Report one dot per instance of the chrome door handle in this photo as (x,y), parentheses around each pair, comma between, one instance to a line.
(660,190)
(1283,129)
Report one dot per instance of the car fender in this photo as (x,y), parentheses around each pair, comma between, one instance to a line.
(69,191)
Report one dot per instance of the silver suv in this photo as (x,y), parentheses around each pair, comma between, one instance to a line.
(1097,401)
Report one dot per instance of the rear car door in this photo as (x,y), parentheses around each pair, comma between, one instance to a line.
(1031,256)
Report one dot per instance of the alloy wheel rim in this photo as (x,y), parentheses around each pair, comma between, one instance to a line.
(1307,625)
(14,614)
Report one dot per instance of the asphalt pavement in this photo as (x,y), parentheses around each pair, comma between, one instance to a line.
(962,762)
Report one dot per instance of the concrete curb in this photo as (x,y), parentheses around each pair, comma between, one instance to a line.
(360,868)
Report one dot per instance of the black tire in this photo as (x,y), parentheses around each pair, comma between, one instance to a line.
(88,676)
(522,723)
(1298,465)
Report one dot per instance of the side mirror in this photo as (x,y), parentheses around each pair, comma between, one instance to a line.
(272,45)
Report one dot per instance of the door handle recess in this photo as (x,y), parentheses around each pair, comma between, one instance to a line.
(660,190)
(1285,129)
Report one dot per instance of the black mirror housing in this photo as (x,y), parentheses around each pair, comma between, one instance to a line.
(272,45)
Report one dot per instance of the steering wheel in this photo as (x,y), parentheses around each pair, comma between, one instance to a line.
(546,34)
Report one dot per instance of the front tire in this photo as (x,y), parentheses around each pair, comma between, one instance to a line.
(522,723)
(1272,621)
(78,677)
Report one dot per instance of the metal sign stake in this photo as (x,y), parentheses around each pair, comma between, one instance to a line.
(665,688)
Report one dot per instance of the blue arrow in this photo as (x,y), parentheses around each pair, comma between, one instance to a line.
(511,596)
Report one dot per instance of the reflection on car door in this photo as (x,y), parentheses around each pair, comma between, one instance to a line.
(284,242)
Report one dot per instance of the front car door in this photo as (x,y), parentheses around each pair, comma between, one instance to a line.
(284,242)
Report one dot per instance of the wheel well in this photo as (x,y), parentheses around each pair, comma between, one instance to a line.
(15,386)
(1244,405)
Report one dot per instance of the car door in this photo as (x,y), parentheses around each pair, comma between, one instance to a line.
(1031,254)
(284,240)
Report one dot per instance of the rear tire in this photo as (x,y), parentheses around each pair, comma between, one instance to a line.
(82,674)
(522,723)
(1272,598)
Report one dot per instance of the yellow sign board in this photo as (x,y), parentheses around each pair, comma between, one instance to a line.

━━━━━━━━━━━━━━━━

TASK PROMPT: Having read the material, return all of it word for word.

SOLUTION:
Report one dot per instance of the chrome door handle in this photo as (x,y), parentheses around each pair, comma between, one instance to a line.
(660,190)
(1283,129)
Report one dot per instance of the car fender in this photo as (x,y), parentheses around each pair, comma between, one instance to a line.
(69,191)
Report one dot per instance of the silver suv in this photo as (x,y), parentheses around each pair, comma between, one instance to a line.
(1097,401)
Report one dot per instance of the rear car door in this photo as (x,y), parentheses around each pair, comma between, one instance to a line.
(1031,256)
Report one dot per instance of the alloy wheel rim in this photo as (x,y), parentheses around each pair, comma between, one instance to a line.
(1307,625)
(14,614)
Report one dot per instance of the asphalt pavement in this photo as (x,y), parentheses around each pair, comma between, one instance to a line.
(962,762)
Report one dot per instance of the concrete curb in this photo as (x,y), parentheses around each pair, comma between, one instance to a line.
(360,868)
Report one dot per instance of the black tire in this photo as (x,y), parentheses around each pair, comma between, one instance to a line.
(88,676)
(522,723)
(1298,465)
Report one dot per instance of the side mirror in this photo as (x,y), parentheses around each pair, comma between, one instance to a line.
(272,45)
Report one dot per instance of the door handle recess in this photo as (x,y), parentheses around each pair, comma between, one instance to a line.
(660,190)
(1285,129)
Report one dot per instance of the black mirror housing in this photo as (x,y), parentheses around each pair, comma between, one instance to a line.
(272,45)
Report one dot per instance of the steering wheel in this photo as (x,y), parentheses around each pair, comma between, one instance to a line.
(546,34)
Report one dot per instance of the front tire in this photo as (x,y), parentheses around each pair, comma between, one instance to a line.
(522,723)
(1272,621)
(78,677)
Report one dot per instance of the metal sign stake in this photo as (x,y), parentheses around each pair, comma between, one instance to a line.
(665,688)
Report one dot per instance of the blue arrow in this photo as (x,y), parentheses around each pair, comma between, one instance to a line.
(511,596)
Report one dot per instance of the reflection on car door in this photo as (x,y), parentheses around each pair, comma between, one instance to a line.
(284,242)
Report one dot per instance of the front car door in this photo as (x,y), parentheses around each pair, comma between, one instance to a line.
(284,242)
Report one dot per instance of the wheel well in this photo as (x,y), parentheses around each pair, comma between, one instance to a line.
(15,386)
(1244,405)
Report one dot per instance of the car door in this photo as (x,y), parentheses around each pair, comma between, one instance to a line.
(1031,254)
(284,240)
Report one dot per instance of the rear tire in this photo as (x,y), parentheses around each pair, comma between, one instance to a line.
(82,674)
(522,723)
(1272,598)
Report one dot per instance of the yellow sign board in this photo as (x,y), parentheses around each pair, comma between, one instance to a line.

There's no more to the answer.